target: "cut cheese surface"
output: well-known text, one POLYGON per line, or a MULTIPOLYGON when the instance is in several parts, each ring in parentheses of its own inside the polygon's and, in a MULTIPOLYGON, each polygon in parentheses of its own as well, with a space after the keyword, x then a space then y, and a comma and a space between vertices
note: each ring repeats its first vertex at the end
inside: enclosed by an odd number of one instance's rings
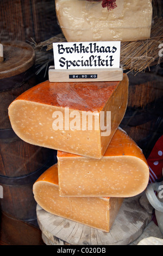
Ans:
POLYGON ((121 82, 46 81, 10 105, 12 127, 27 143, 99 159, 123 118, 128 84, 126 74, 121 82))
POLYGON ((122 198, 62 198, 59 196, 57 164, 46 171, 33 186, 37 204, 51 214, 109 232, 122 198))
POLYGON ((58 152, 60 194, 63 197, 131 197, 149 181, 141 150, 118 129, 101 160, 58 152))
POLYGON ((149 38, 152 0, 116 0, 108 11, 102 2, 55 0, 56 13, 67 41, 136 41, 149 38))

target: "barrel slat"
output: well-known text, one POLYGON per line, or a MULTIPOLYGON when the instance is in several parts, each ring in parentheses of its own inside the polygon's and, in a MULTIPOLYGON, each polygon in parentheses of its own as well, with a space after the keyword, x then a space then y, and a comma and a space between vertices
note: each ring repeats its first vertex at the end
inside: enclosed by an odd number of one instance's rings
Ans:
POLYGON ((3 45, 4 62, 3 65, 0 63, 1 209, 5 215, 29 221, 36 218, 33 185, 53 164, 54 151, 26 143, 11 128, 9 105, 36 85, 35 52, 23 42, 5 42, 3 45))

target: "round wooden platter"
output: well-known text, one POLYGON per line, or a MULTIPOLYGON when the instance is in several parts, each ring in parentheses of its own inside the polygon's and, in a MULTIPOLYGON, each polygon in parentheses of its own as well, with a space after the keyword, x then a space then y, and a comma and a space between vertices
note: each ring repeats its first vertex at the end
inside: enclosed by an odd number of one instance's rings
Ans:
POLYGON ((19 75, 35 63, 35 51, 28 44, 20 41, 4 41, 1 44, 4 62, 0 63, 0 79, 19 75))
POLYGON ((152 212, 141 206, 140 199, 140 196, 124 199, 109 233, 53 215, 37 204, 42 239, 47 245, 129 245, 141 236, 152 218, 152 212))

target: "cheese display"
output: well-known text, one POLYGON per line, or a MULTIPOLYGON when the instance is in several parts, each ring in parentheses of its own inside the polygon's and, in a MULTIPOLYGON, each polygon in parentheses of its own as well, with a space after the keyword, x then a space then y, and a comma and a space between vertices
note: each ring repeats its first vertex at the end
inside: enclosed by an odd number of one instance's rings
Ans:
POLYGON ((116 0, 116 5, 108 11, 101 1, 55 0, 57 16, 67 41, 124 41, 150 38, 152 0, 116 0))
POLYGON ((57 164, 38 179, 33 193, 36 202, 48 212, 105 232, 109 232, 123 203, 122 198, 61 198, 57 164))
POLYGON ((130 197, 148 183, 149 168, 141 150, 120 129, 101 160, 61 151, 57 157, 62 197, 130 197))
POLYGON ((121 82, 43 82, 11 103, 12 127, 27 143, 100 159, 123 118, 128 84, 126 74, 121 82))

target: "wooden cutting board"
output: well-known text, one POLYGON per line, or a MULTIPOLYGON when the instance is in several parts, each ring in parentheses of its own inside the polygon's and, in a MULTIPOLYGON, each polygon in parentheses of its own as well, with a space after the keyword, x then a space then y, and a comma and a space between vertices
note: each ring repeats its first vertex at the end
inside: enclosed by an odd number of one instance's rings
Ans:
POLYGON ((47 245, 129 245, 142 234, 152 218, 152 212, 140 203, 142 196, 124 199, 108 233, 53 215, 37 205, 42 239, 47 245))

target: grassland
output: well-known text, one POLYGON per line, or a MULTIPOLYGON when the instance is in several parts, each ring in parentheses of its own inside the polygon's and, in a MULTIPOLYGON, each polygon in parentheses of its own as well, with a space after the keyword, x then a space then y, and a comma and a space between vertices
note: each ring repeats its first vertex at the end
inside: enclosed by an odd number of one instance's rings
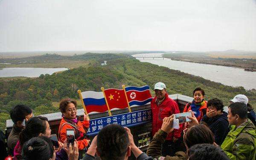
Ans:
POLYGON ((88 60, 47 60, 34 63, 23 63, 20 64, 0 64, 0 69, 4 68, 69 68, 85 67, 89 63, 88 60))

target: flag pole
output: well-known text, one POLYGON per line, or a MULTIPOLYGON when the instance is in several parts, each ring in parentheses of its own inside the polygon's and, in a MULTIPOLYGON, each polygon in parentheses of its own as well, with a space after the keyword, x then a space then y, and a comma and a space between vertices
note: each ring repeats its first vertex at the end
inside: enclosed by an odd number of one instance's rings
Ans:
POLYGON ((127 101, 127 104, 128 104, 128 110, 129 110, 129 112, 131 112, 131 108, 130 108, 130 104, 129 104, 129 102, 128 101, 128 98, 127 98, 127 95, 126 94, 126 91, 125 91, 125 86, 122 85, 122 87, 125 92, 125 98, 126 98, 126 101, 127 101))
POLYGON ((104 95, 104 97, 105 98, 105 100, 106 101, 106 104, 107 104, 108 109, 108 115, 110 116, 112 116, 112 114, 111 114, 111 111, 110 111, 110 109, 109 109, 109 106, 108 106, 108 100, 107 100, 107 97, 106 97, 106 95, 105 94, 105 92, 104 92, 104 87, 102 87, 100 89, 101 89, 102 92, 103 92, 103 94, 104 95))
MULTIPOLYGON (((79 95, 79 97, 81 100, 81 102, 82 102, 82 105, 83 106, 83 107, 84 108, 84 112, 85 113, 85 114, 88 115, 88 113, 87 113, 87 110, 86 110, 86 108, 85 108, 85 105, 84 105, 84 100, 83 100, 83 97, 82 97, 82 94, 81 93, 81 90, 79 89, 77 91, 77 93, 78 93, 78 94, 79 95)), ((89 120, 90 120, 90 117, 88 116, 89 118, 89 120)), ((85 117, 84 118, 85 118, 85 117)))

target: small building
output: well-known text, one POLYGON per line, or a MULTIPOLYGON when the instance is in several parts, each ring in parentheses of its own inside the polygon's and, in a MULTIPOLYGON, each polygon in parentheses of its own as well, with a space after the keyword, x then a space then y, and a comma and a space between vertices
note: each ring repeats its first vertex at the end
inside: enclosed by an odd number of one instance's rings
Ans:
POLYGON ((107 65, 107 61, 104 60, 104 63, 101 63, 102 66, 107 65))

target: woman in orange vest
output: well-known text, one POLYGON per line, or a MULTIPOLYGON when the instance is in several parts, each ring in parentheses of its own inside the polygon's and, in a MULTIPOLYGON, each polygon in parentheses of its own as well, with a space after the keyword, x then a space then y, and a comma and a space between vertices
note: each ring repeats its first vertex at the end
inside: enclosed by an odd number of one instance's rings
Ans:
POLYGON ((90 142, 90 140, 86 137, 86 130, 90 125, 88 115, 84 114, 84 120, 79 120, 76 116, 76 102, 70 98, 62 100, 60 103, 59 109, 62 114, 58 132, 59 140, 63 143, 67 139, 67 129, 74 129, 75 139, 77 140, 80 156, 82 153, 80 151, 88 146, 90 142))
POLYGON ((192 111, 194 115, 198 122, 200 122, 203 117, 206 114, 207 101, 204 98, 204 91, 201 88, 197 88, 193 91, 194 100, 188 103, 184 108, 183 112, 192 111))

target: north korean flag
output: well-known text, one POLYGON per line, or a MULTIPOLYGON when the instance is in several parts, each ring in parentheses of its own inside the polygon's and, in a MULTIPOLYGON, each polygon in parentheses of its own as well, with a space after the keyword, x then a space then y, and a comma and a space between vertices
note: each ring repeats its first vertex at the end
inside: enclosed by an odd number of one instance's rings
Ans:
POLYGON ((141 87, 127 87, 125 91, 130 106, 145 105, 150 102, 152 98, 148 86, 141 87))

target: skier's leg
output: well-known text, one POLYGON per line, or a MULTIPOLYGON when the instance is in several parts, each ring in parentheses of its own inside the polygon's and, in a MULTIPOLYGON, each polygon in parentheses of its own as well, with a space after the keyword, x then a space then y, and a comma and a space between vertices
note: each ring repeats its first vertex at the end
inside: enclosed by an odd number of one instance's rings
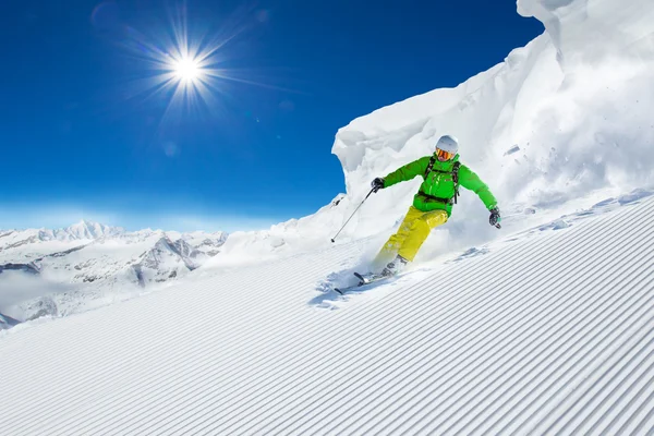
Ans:
POLYGON ((445 210, 432 210, 423 213, 420 217, 411 222, 409 233, 404 237, 398 254, 409 262, 417 254, 423 242, 429 235, 432 229, 443 226, 447 222, 447 213, 445 210))
POLYGON ((392 234, 388 239, 388 241, 386 241, 386 243, 379 251, 379 254, 377 254, 377 257, 375 257, 375 265, 386 265, 387 262, 389 262, 396 256, 398 250, 400 250, 400 247, 404 243, 404 240, 407 239, 407 237, 409 237, 413 221, 415 221, 423 214, 423 211, 417 210, 413 206, 409 207, 409 211, 402 220, 402 223, 400 225, 398 231, 395 234, 392 234))

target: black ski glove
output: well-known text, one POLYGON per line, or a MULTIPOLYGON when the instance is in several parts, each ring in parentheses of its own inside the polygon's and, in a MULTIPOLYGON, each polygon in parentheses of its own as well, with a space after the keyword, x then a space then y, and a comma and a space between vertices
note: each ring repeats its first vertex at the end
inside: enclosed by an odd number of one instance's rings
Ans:
POLYGON ((373 186, 373 192, 383 190, 384 189, 384 179, 376 178, 375 180, 373 180, 373 183, 371 183, 371 186, 373 186))
POLYGON ((491 209, 491 218, 488 218, 488 221, 491 222, 491 226, 495 226, 498 229, 501 228, 499 226, 499 221, 501 221, 501 216, 499 215, 499 208, 497 206, 491 209))

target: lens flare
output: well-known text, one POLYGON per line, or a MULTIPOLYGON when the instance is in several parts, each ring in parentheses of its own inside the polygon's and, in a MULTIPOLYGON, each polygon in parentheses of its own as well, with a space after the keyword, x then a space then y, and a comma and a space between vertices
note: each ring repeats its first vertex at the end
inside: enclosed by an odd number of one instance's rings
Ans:
POLYGON ((202 68, 195 59, 180 59, 174 63, 174 72, 181 81, 194 82, 201 80, 202 68))

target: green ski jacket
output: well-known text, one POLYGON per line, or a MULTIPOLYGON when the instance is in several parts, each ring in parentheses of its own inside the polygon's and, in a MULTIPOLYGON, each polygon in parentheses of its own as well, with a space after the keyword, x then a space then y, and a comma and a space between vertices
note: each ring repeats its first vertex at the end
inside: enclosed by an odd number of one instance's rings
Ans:
MULTIPOLYGON (((413 206, 422 211, 445 210, 450 216, 456 190, 452 169, 455 162, 459 161, 459 155, 446 162, 435 159, 432 171, 425 177, 431 158, 432 156, 425 156, 398 168, 384 178, 384 187, 392 186, 396 183, 405 182, 420 175, 424 180, 413 197, 413 206)), ((488 186, 477 174, 462 164, 459 167, 459 185, 477 194, 488 210, 497 206, 497 199, 495 199, 488 186)))

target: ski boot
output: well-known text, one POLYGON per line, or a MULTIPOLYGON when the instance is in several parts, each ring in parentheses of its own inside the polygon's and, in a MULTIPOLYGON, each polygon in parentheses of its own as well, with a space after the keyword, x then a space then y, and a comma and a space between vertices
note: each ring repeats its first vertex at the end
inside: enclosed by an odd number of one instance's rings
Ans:
POLYGON ((408 263, 409 263, 409 261, 407 261, 404 257, 402 257, 398 254, 396 256, 396 258, 392 259, 391 262, 389 262, 386 265, 386 268, 384 268, 382 270, 382 276, 384 276, 384 277, 395 276, 396 274, 399 274, 402 269, 404 269, 404 267, 407 266, 408 263))

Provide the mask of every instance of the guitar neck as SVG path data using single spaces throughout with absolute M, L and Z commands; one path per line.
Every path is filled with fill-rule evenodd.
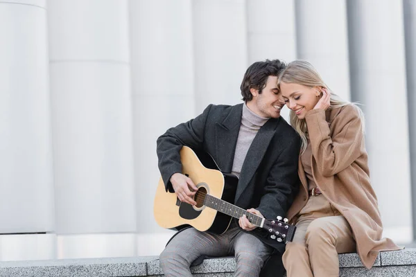
M 247 211 L 229 204 L 224 200 L 207 194 L 204 200 L 204 205 L 225 213 L 235 218 L 240 218 L 245 215 L 248 220 L 257 226 L 263 228 L 264 218 L 249 213 Z

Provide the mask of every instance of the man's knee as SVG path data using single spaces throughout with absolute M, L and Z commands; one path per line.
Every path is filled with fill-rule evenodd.
M 236 262 L 237 264 L 236 271 L 245 274 L 249 273 L 249 276 L 259 276 L 264 263 L 259 253 L 255 253 L 250 251 L 236 253 Z

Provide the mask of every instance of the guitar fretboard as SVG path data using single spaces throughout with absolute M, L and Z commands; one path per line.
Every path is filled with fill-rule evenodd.
M 212 195 L 208 194 L 205 195 L 204 205 L 236 218 L 240 218 L 243 215 L 245 215 L 252 224 L 259 227 L 261 227 L 263 217 L 249 213 L 241 208 L 237 207 L 235 205 L 229 204 L 224 200 L 221 200 Z

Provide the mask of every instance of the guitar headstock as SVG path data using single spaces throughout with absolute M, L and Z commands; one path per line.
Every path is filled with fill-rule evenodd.
M 263 228 L 270 233 L 270 238 L 278 242 L 288 242 L 293 240 L 296 226 L 288 224 L 288 219 L 278 216 L 277 220 L 266 220 Z

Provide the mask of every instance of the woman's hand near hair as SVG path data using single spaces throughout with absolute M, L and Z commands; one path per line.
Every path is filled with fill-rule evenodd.
M 329 107 L 329 100 L 331 99 L 331 91 L 324 87 L 322 89 L 322 96 L 321 96 L 318 103 L 313 107 L 313 109 L 322 109 L 326 110 Z

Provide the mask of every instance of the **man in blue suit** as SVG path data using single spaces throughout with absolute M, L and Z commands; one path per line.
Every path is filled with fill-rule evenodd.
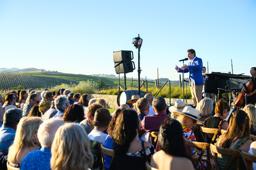
M 189 72 L 189 85 L 194 105 L 202 99 L 202 92 L 204 84 L 204 79 L 202 75 L 203 62 L 202 59 L 196 56 L 196 52 L 193 49 L 187 51 L 188 58 L 190 60 L 188 65 L 184 64 L 181 68 L 176 66 L 175 70 L 178 72 Z

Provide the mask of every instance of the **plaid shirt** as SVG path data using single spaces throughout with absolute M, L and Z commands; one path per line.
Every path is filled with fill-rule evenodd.
M 141 131 L 146 132 L 158 132 L 162 122 L 165 119 L 171 119 L 166 114 L 162 112 L 155 115 L 146 116 L 141 121 Z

## What to work on
Please write out again, line for line, the entries from the very beginning through the line containing "POLYGON ((3 45, 4", including that line but leaving out the pictures.

## Completed exercise
target: "cut cheese surface"
output: well-known text, one POLYGON per line, or a MULTIPOLYGON when the instance is in several parts, each ring in parentheses of its own inside the polygon's and, in a MULTIPOLYGON, each polygon in parentheses of its own as well, with a space after the keyword, x then a space then y, and a comma and a space between vertices
note: each ring repeats its first vertex at the end
inside: enclosed by an odd number of one instance's rings
Ans:
POLYGON ((121 82, 46 81, 10 105, 12 127, 27 143, 99 159, 123 118, 128 84, 126 74, 121 82))
POLYGON ((122 198, 62 198, 59 196, 57 164, 46 171, 33 186, 37 204, 51 214, 109 232, 122 198))
POLYGON ((58 152, 60 194, 63 197, 131 197, 149 181, 141 150, 118 129, 101 160, 58 152))
POLYGON ((149 38, 152 0, 116 0, 108 11, 102 2, 55 0, 56 13, 67 41, 136 41, 149 38))

target: "barrel slat"
output: well-known text, one POLYGON per line, or a MULTIPOLYGON when the instance is in several parts, each ring in parentheses of its own inside the polygon's and, in a MULTIPOLYGON, each polygon in parentheses of its own as well, with a space after the keyword, x then a space then y, and a comma and a space between vertices
note: each ring repeats its first vertex at the end
inside: enclosed by an odd number of one instance's rings
Ans:
POLYGON ((3 45, 4 62, 3 65, 0 63, 1 209, 5 215, 29 221, 36 218, 33 185, 53 164, 54 151, 26 143, 11 128, 9 105, 36 85, 35 52, 23 42, 5 42, 3 45))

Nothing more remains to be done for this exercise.